PROVIDED PASSAGE
Thursday, May 9, 2013

Saeko Yamamoto

The Cleveland Museum of Art
syamamoto [at] clevelandart [dot] org
216-707-6898
Features masterworks of tantric art from across Asia

CLEVELAND (May 9, 2013) – The Cleveland Museum of Art presents Tantra in Buddhist Art, an exhibition that explores the concepts and characteristics of Tantra, a system of esoteric techniques used to reach the Buddhist spiritual goal of enlightenment, through twenty objects. It includes some of the earliest representations from India and works from as far away as Indonesia, Cambodia, Tibet and Japan. The exhibition reveals the importance of this tradition across Asia and showcases tantric practices of visualization in yogic meditation, repetition of codified syllables (mantras) and prolific use of diagrams and images.

“Tantra is a concept from India that many have heard about, but may not know exactly what it is or how it arose,” said Sonya Quintanilla, George P. Bickford curator of Indian and Southeast Asian art. “This focus show seeks to clarify the meaning of Tantra and the use of its arts in tantric practices. The works of art on view, all of the highest aesthetic quality and ranging in date from the 8th to the 17th century, reveal how tantric practices spread not only to the Himalayan regions where it is well-known, but also to Southeast Asia, China and Japan.”

MATERIAL SHOWN

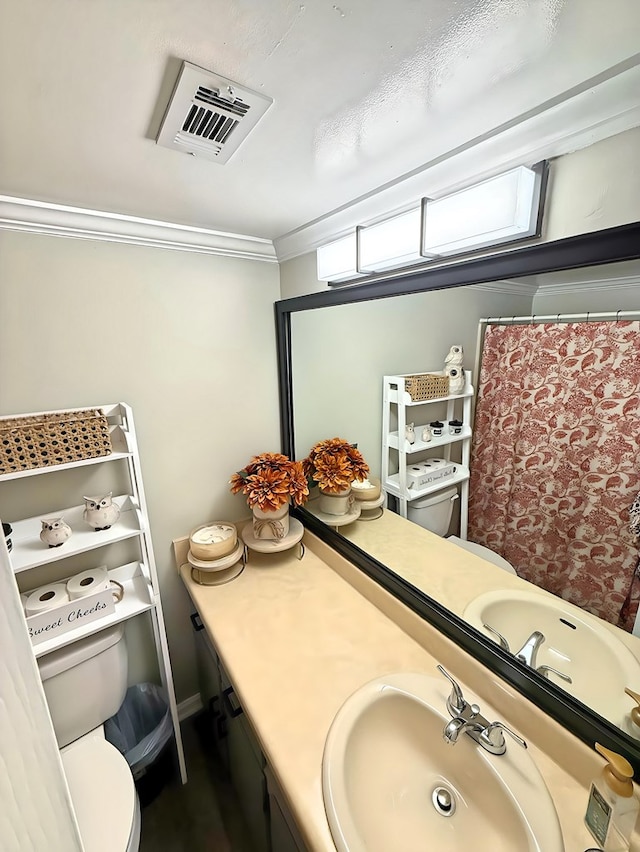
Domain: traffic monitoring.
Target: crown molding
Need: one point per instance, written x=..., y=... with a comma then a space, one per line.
x=57, y=220
x=597, y=109
x=589, y=285
x=511, y=287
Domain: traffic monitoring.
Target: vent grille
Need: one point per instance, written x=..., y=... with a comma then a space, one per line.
x=209, y=116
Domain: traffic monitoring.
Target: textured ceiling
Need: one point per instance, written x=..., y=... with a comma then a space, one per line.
x=364, y=91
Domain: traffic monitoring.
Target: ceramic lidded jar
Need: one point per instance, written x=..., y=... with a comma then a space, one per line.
x=214, y=540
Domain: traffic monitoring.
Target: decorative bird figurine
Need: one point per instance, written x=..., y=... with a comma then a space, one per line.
x=54, y=532
x=456, y=378
x=100, y=512
x=455, y=356
x=454, y=369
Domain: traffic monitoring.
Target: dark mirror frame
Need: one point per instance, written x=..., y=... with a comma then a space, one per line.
x=607, y=246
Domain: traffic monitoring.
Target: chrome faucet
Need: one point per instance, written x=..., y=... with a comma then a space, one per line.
x=529, y=651
x=528, y=654
x=466, y=719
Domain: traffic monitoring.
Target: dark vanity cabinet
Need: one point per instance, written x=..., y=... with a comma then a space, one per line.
x=269, y=824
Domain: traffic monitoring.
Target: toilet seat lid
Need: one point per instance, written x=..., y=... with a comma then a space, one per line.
x=483, y=552
x=102, y=792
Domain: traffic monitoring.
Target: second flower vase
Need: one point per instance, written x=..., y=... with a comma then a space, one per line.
x=273, y=524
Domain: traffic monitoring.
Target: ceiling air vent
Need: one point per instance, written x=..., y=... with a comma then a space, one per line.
x=209, y=116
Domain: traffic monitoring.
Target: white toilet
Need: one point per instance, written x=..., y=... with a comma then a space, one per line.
x=85, y=683
x=434, y=514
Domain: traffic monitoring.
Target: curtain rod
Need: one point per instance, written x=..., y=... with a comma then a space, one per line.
x=583, y=317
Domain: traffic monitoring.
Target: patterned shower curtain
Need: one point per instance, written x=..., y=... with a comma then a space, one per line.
x=555, y=462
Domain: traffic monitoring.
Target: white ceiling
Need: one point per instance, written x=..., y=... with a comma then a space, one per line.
x=372, y=100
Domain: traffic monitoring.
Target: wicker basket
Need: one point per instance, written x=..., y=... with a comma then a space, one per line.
x=44, y=440
x=426, y=386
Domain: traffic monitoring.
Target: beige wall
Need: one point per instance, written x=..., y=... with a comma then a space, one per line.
x=595, y=188
x=186, y=339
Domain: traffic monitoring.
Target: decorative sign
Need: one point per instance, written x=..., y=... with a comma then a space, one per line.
x=68, y=616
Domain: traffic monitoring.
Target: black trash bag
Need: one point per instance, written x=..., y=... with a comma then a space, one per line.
x=142, y=726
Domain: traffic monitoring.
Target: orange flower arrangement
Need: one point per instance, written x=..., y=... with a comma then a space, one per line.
x=334, y=464
x=270, y=480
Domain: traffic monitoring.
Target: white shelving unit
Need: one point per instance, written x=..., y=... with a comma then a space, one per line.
x=398, y=409
x=138, y=578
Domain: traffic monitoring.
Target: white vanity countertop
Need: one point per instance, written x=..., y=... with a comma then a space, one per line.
x=297, y=640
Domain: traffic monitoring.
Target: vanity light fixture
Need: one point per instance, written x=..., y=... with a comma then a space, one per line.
x=391, y=243
x=495, y=211
x=338, y=260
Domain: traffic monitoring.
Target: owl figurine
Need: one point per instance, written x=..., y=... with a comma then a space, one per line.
x=455, y=356
x=100, y=512
x=54, y=532
x=456, y=378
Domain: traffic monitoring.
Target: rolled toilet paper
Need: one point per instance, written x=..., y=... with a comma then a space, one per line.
x=46, y=597
x=88, y=582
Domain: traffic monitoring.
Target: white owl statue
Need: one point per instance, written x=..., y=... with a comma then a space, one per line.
x=100, y=512
x=54, y=532
x=454, y=369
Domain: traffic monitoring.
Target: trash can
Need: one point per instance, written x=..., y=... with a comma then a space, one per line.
x=141, y=730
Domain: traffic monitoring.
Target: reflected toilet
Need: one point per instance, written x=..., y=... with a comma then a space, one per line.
x=85, y=684
x=434, y=514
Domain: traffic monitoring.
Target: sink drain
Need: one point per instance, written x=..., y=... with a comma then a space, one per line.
x=443, y=801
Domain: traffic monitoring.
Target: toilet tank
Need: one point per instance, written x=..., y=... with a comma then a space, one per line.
x=434, y=512
x=85, y=682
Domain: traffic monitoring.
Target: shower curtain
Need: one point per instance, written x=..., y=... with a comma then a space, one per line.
x=555, y=459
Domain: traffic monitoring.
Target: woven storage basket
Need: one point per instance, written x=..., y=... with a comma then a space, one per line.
x=426, y=386
x=44, y=440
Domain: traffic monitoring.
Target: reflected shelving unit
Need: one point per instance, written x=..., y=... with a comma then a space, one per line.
x=398, y=455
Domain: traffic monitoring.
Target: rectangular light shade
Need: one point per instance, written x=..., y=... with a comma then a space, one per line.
x=392, y=243
x=337, y=261
x=495, y=211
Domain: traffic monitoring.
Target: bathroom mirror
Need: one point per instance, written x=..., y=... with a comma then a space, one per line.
x=335, y=347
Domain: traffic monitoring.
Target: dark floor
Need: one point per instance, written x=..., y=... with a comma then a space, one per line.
x=200, y=816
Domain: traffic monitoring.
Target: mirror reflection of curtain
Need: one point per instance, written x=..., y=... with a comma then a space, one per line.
x=555, y=459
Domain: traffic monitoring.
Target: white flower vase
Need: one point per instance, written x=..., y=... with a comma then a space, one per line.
x=336, y=504
x=272, y=525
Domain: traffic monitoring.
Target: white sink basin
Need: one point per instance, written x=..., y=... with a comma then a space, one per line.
x=385, y=757
x=576, y=644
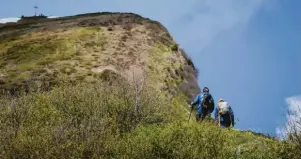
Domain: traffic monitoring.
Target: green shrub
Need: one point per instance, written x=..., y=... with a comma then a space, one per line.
x=73, y=120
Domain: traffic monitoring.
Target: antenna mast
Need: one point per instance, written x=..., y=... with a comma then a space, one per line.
x=36, y=8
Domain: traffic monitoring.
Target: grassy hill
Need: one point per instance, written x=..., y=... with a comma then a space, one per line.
x=107, y=85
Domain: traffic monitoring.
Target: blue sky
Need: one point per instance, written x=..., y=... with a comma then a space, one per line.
x=247, y=51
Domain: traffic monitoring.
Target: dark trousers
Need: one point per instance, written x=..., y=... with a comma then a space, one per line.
x=201, y=116
x=225, y=120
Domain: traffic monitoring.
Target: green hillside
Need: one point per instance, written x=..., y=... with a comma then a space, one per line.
x=107, y=85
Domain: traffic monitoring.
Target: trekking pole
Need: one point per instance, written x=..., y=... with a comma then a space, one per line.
x=219, y=120
x=231, y=120
x=190, y=114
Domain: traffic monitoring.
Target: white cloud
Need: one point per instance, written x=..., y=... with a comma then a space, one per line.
x=195, y=23
x=293, y=117
x=6, y=20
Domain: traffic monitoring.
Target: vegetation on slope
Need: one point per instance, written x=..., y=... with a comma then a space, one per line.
x=84, y=46
x=104, y=120
x=95, y=107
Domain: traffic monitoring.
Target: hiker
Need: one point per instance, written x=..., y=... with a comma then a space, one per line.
x=224, y=114
x=205, y=104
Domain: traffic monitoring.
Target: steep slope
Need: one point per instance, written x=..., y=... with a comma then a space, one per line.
x=103, y=117
x=83, y=47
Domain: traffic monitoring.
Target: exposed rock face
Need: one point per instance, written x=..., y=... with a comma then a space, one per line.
x=83, y=47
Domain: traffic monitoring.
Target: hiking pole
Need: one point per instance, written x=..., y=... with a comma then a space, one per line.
x=219, y=120
x=231, y=120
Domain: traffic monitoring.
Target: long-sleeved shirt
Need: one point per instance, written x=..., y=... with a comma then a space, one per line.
x=199, y=101
x=216, y=113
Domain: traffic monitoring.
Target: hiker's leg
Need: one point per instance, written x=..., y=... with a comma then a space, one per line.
x=204, y=113
x=198, y=117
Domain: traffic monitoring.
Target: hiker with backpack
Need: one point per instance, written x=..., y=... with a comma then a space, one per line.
x=205, y=104
x=224, y=114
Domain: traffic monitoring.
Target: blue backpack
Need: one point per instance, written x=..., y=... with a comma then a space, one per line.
x=207, y=101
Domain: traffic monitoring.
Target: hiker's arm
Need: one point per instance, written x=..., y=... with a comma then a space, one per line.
x=216, y=113
x=232, y=115
x=196, y=100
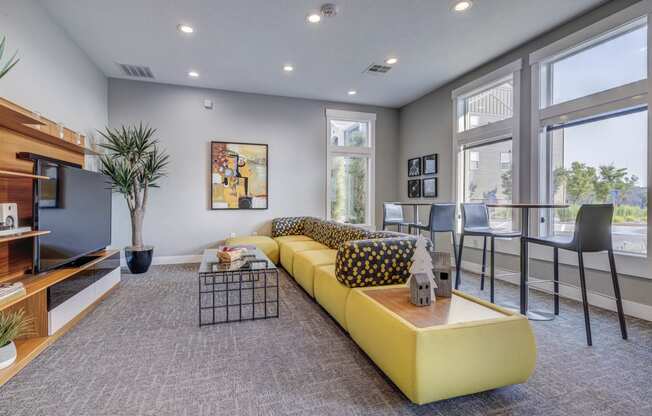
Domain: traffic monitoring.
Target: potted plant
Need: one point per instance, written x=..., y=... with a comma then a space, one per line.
x=12, y=326
x=134, y=163
x=6, y=67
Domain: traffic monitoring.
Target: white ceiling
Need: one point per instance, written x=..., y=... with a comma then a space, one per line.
x=241, y=45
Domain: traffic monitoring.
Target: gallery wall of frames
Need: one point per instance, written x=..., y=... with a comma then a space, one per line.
x=423, y=170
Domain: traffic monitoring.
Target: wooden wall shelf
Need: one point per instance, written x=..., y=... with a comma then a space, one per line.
x=27, y=234
x=11, y=174
x=19, y=119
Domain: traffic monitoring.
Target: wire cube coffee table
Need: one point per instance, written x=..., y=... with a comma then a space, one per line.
x=246, y=289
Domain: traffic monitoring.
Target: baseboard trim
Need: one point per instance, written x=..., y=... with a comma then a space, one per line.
x=634, y=309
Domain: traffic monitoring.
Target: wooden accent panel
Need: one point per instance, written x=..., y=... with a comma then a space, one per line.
x=30, y=348
x=38, y=283
x=14, y=143
x=445, y=311
x=37, y=307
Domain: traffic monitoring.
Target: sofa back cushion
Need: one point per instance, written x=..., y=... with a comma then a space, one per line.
x=374, y=262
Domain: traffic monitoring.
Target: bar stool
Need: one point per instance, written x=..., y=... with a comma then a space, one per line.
x=441, y=220
x=592, y=234
x=475, y=222
x=393, y=215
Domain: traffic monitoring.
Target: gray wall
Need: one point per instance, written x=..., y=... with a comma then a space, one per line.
x=178, y=220
x=426, y=127
x=54, y=76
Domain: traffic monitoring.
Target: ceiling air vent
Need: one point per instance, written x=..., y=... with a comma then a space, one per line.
x=136, y=71
x=376, y=69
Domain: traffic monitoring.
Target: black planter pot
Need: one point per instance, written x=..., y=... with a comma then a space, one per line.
x=139, y=260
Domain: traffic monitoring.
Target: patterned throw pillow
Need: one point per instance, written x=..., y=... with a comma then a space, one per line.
x=374, y=262
x=287, y=226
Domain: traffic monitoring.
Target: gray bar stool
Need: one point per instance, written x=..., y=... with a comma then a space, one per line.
x=592, y=234
x=393, y=215
x=475, y=222
x=441, y=220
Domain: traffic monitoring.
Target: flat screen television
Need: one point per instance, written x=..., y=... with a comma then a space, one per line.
x=75, y=206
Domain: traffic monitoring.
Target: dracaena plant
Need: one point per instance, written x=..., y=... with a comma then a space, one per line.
x=14, y=325
x=6, y=67
x=134, y=163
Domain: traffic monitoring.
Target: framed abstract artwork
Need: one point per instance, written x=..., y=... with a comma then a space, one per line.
x=414, y=188
x=429, y=164
x=414, y=167
x=430, y=188
x=239, y=175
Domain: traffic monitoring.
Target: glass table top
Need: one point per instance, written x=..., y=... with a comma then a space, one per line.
x=253, y=260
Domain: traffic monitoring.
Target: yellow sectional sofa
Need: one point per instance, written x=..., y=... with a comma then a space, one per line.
x=339, y=265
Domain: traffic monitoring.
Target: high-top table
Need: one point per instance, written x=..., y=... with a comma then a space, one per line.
x=415, y=206
x=525, y=232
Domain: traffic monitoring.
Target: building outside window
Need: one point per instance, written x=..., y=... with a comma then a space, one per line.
x=350, y=167
x=484, y=142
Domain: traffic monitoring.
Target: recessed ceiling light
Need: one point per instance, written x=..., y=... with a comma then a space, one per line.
x=185, y=29
x=462, y=5
x=313, y=18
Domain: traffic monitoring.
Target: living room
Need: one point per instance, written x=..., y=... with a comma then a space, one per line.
x=308, y=207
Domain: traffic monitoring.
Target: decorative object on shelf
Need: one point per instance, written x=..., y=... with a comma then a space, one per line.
x=430, y=164
x=134, y=163
x=442, y=271
x=430, y=187
x=8, y=216
x=11, y=291
x=7, y=66
x=422, y=279
x=12, y=326
x=414, y=188
x=414, y=167
x=61, y=131
x=239, y=175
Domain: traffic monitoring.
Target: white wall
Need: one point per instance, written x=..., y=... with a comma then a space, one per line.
x=54, y=76
x=179, y=221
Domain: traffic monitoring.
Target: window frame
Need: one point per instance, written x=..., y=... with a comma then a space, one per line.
x=368, y=152
x=634, y=94
x=504, y=129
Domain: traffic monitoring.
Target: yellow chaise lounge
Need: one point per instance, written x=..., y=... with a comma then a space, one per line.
x=358, y=277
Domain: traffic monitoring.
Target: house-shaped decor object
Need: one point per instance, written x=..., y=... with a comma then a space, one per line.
x=420, y=289
x=443, y=275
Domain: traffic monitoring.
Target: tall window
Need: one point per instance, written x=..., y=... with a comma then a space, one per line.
x=488, y=182
x=485, y=138
x=350, y=164
x=594, y=132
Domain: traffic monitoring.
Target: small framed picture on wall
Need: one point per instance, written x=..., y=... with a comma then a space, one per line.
x=414, y=167
x=430, y=164
x=430, y=188
x=414, y=188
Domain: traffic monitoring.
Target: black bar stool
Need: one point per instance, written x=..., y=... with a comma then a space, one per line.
x=393, y=215
x=592, y=234
x=475, y=222
x=441, y=220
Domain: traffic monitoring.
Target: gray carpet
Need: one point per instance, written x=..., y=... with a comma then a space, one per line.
x=141, y=353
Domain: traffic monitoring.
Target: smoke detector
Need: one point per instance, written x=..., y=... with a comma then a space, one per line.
x=328, y=10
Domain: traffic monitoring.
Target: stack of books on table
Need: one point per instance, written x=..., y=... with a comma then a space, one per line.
x=230, y=254
x=10, y=292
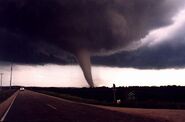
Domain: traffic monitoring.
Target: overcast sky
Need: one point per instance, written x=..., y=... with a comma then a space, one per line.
x=132, y=42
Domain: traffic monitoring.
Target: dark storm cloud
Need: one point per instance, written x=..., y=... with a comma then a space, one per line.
x=170, y=53
x=38, y=31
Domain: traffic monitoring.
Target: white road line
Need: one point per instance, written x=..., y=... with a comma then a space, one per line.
x=2, y=119
x=51, y=106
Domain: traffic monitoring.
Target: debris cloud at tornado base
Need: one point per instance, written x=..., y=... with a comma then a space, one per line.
x=96, y=27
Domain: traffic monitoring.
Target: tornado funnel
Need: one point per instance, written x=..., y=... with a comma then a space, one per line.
x=83, y=58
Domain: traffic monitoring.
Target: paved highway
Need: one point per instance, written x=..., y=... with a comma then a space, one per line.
x=30, y=106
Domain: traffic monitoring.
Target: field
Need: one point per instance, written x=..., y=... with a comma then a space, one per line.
x=168, y=97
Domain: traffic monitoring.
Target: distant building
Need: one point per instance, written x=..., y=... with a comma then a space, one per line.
x=131, y=96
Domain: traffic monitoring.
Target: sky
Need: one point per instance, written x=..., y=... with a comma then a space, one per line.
x=131, y=43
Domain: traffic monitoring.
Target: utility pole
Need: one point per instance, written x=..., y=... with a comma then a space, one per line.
x=114, y=93
x=11, y=76
x=1, y=80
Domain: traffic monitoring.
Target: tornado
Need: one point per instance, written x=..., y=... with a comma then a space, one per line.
x=45, y=31
x=83, y=57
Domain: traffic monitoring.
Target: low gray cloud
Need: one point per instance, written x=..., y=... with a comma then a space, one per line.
x=97, y=26
x=52, y=31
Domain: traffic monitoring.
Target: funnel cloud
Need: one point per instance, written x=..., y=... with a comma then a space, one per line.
x=49, y=31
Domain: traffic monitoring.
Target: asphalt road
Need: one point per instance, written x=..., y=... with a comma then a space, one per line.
x=30, y=106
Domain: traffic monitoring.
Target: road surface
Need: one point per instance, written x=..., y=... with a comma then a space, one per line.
x=31, y=106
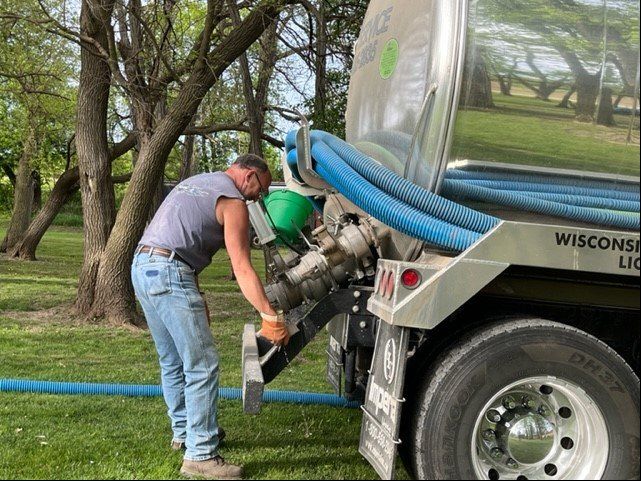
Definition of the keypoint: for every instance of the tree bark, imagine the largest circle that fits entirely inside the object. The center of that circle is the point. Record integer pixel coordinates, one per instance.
(565, 102)
(96, 188)
(65, 187)
(37, 192)
(23, 194)
(479, 92)
(605, 110)
(113, 290)
(320, 69)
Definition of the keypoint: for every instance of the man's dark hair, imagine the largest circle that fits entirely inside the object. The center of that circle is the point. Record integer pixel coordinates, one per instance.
(251, 161)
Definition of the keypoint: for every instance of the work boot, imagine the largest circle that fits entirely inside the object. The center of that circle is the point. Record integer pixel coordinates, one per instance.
(215, 468)
(180, 445)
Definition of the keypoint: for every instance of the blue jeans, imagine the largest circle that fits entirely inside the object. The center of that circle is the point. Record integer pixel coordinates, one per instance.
(175, 313)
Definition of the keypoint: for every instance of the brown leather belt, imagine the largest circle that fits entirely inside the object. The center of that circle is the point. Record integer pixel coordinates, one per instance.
(162, 252)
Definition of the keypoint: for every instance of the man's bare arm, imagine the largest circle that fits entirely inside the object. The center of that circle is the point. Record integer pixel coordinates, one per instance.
(233, 215)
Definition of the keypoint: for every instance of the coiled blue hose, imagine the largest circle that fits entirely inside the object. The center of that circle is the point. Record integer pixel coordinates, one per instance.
(553, 189)
(404, 190)
(388, 209)
(582, 200)
(149, 390)
(463, 189)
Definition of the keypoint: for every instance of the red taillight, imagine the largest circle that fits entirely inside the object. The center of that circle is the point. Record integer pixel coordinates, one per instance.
(382, 282)
(410, 278)
(389, 287)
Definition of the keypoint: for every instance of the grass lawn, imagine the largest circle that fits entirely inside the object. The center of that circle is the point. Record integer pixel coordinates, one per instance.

CHALLENGE 1
Return the stretch of the Tantra in Buddhist Art announcement from "Thursday, May 9, 2013" through "diagrams and images.", copied word for word.
CHALLENGE 2
Take the announcement about the Tantra in Buddhist Art exhibition further, starting right after its last sentence.

WRITTEN ANSWER 1
Thursday, May 9, 2013

Saeko Yamamoto

The Cleveland Museum of Art
syamamoto [at] clevelandart [dot] org
216-707-6898
Features masterworks of tantric art from across Asia

CLEVELAND (May 9, 2013) – The Cleveland Museum of Art presents Tantra in Buddhist Art, an exhibition that explores the concepts and characteristics of Tantra, a system of esoteric techniques used to reach the Buddhist spiritual goal of enlightenment, through twenty objects. It includes some of the earliest representations from India and works from as far away as Indonesia, Cambodia, Tibet and Japan. The exhibition reveals the importance of this tradition across Asia and showcases tantric practices of visualization in yogic meditation, repetition of codified syllables (mantras) and prolific use of diagrams and images.

WRITTEN ANSWER 2
Highlights of the exhibition include some of the most important surviving works in the history of tantric art such as the recent acquisition of a dancing bronze Hevajra from Cambodia dating to around 1200 from the collection of Maxeen and John Flower, the gilt bronze Virupa made in the imperial workshop of an emperor of the Ming dynasty and one of the oldest surviving Tibetan paintings of the Cosmic Buddha Vairochana.

Tantra in Buddhist Art is organized by the Cleveland Museum of Art and will be on view through Sunday, September 15, 2013 in the Focus Gallery.

Related Programs

Illuminating the Lightning Path: Art of Buddhist Tantra
Wednesday, May 29, 7:00 p.m.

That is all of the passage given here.